● **SELECTED EXTRACT**:
▼
Part of the continuing journey of Thriving on the Other Side to find healing after she endured a childhood of abuse.
I found a deep heavy Tone inside me a few months into my work with Sue.
The Tone is deep and scary. It’s the Tone of Jaws, the one they play right before horrible, unthinkable things happen. The Tone makes me want to curl up in a ball and hide. But it’s always been distant, muffled — until recently. As I began to open the doors with EMDR, the Tone grew stronger.
The Tone limits me. I catch my breath and forget to exhale thanks to the Tone. It’s like there’s a great big dread wrapped around my heart, waiting for the next heartbreak, the next disappointment or betrayal to shatter my world. I don’t relax, never fully let go.
I never realized any of that before I opened the doors. I’m waiting, always waiting. Prepared to take the hit, expecting the hit, creating the hit.
The Tone gradually came into my awareness. Subtly at first, with a heaviness in my chest. Then I started coughing my lungs up. It felt like dark ooze was choking the tubes deep in my lungs. Think Alien. ICK.
▲
[Records in a dataset]
▼
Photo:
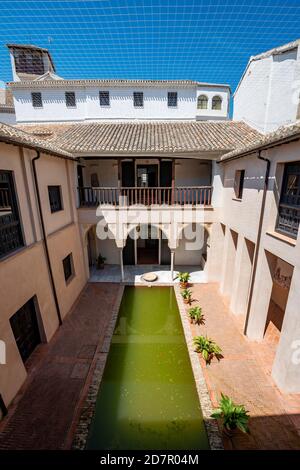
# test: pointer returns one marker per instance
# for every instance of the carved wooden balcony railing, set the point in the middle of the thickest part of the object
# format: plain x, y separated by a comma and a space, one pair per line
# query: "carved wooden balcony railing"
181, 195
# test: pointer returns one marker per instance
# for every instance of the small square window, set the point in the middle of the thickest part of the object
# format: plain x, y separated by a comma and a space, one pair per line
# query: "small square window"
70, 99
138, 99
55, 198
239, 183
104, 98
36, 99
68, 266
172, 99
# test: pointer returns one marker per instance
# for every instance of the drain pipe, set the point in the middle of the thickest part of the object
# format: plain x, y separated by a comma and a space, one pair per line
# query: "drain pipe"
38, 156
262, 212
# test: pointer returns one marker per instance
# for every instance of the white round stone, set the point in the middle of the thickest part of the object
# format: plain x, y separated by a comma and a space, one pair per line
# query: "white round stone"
▲
▼
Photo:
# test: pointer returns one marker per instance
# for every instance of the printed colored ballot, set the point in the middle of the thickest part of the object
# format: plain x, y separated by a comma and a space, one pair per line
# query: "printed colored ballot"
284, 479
▲
▼
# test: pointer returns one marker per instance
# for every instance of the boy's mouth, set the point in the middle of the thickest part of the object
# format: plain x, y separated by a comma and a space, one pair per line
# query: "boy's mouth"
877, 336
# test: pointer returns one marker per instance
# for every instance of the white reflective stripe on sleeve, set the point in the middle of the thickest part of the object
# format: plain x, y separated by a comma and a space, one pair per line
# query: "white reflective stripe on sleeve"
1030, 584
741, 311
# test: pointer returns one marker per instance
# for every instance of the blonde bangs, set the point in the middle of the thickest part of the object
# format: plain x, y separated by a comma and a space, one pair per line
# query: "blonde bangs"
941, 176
▲
● **EXERCISE A**: Summarize the passage about the Tone in two sentences.
● **EXERCISE B**: According to the passage about the Tone, why does the narrator catch her breath and forget to exhale?
● **EXERCISE C**: Resume the passage about the Tone after its final sentence.

● **FINAL ANSWER A**: Early in her work with Sue, a woman healing from childhood abuse found a deep, frightening Tone inside her that had always been muffled but grew stronger once EMDR began opening doors. The Tone keeps her braced for the next hit and never fully relaxed, and it surfaced gradually, first as heaviness in her chest and then as coughing that felt like dark ooze choking her lungs.

● **FINAL ANSWER B**: She does so because of the Tone, which feels like a great big dread wrapped around her heart. That dread waits for the next heartbreak, disappointment or betrayal to shatter her world.

● **FINAL ANSWER C**:
Sue and I began to clear it. Over the next year, as we focused on the Tone, memory after memory re-emerged into my conscious mind. Always the same pattern: a fleeting image, followed by a knowing, and then the emotional hit of my little girl’s terror.
The Tone held all those memories. As I released them, the Tone gradually grew smaller and smaller. My lungs healed; the cough become virtually non-existent. My energy began to come back, and slowly, so slowly, I began to feel alive again, and then, to thrive.
Photo Credit
“Sound Waves: Low Pitch” Biology Big Brother @ Flickr.com. Creative Commons. Some Rights Reserved.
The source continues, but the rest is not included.